The task
Output all of the entries exactly as written.

Recorded information
>> Start
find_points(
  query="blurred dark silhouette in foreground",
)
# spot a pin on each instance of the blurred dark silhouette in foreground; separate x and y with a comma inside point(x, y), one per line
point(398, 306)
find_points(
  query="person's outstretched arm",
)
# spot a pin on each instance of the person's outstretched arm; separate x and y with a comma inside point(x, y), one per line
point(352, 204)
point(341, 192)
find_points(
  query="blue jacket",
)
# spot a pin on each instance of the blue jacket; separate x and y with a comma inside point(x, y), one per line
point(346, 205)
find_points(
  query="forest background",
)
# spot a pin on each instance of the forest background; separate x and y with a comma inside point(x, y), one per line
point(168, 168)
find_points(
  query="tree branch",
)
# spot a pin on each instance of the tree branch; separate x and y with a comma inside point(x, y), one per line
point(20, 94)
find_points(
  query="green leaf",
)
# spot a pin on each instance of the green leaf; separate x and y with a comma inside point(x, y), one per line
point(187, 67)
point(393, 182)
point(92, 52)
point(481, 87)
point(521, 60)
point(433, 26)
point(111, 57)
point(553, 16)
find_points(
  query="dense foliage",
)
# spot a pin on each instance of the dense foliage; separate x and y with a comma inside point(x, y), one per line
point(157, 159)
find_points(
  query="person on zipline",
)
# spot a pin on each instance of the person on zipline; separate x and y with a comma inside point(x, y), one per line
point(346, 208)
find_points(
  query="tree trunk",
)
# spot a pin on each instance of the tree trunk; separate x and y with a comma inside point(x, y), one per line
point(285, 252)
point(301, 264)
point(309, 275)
>> End
Correct answer
find_points(
  query="blurred dark silhouette in foreground",
)
# spot a pin on each instance of the blurred dark silhouette in foreground; separate x and y with a comma inside point(x, y), one per line
point(398, 306)
find_points(
  query="person's outstretched arm",
)
# spot a pin on each instance of the person's outstretched arm; separate x and y with a comma inside point(x, y), one per line
point(352, 204)
point(341, 192)
find_points(
  query="blue jacket",
)
# spot a pin on each instance of the blue jacket; separate x and y with a comma inside point(x, y), one per line
point(346, 205)
find_points(
  query="forest background",
)
# spot a pin on each instance of the forest background; separate x and y with a comma inside point(x, y), one per line
point(168, 168)
find_points(
  query="tree branch",
)
# spot a pin on each instance of the tree branch; separate x and y with a comma inside point(x, y), one per line
point(20, 94)
find_points(
  query="green leaf",
)
# spot a pin on each instance of the green leaf; separate x and y with a comma inside point(x, y), one per line
point(187, 67)
point(393, 182)
point(92, 52)
point(481, 87)
point(521, 60)
point(433, 26)
point(111, 57)
point(553, 16)
find_points(
  query="dense foliage",
)
# spot a pin on each instance of the dense foliage; separate x and y with a comma inside point(x, y), one per line
point(157, 159)
find_points(
  query="person on zipline",
)
# spot a pin on each instance of the person on zipline; separate x and y with a comma inside point(x, y), one per line
point(346, 208)
find_points(
  query="tree trunk",
)
# spot a pin on each instance of the tree trunk; separate x and y with a comma inside point(x, y), one per line
point(285, 252)
point(301, 264)
point(309, 275)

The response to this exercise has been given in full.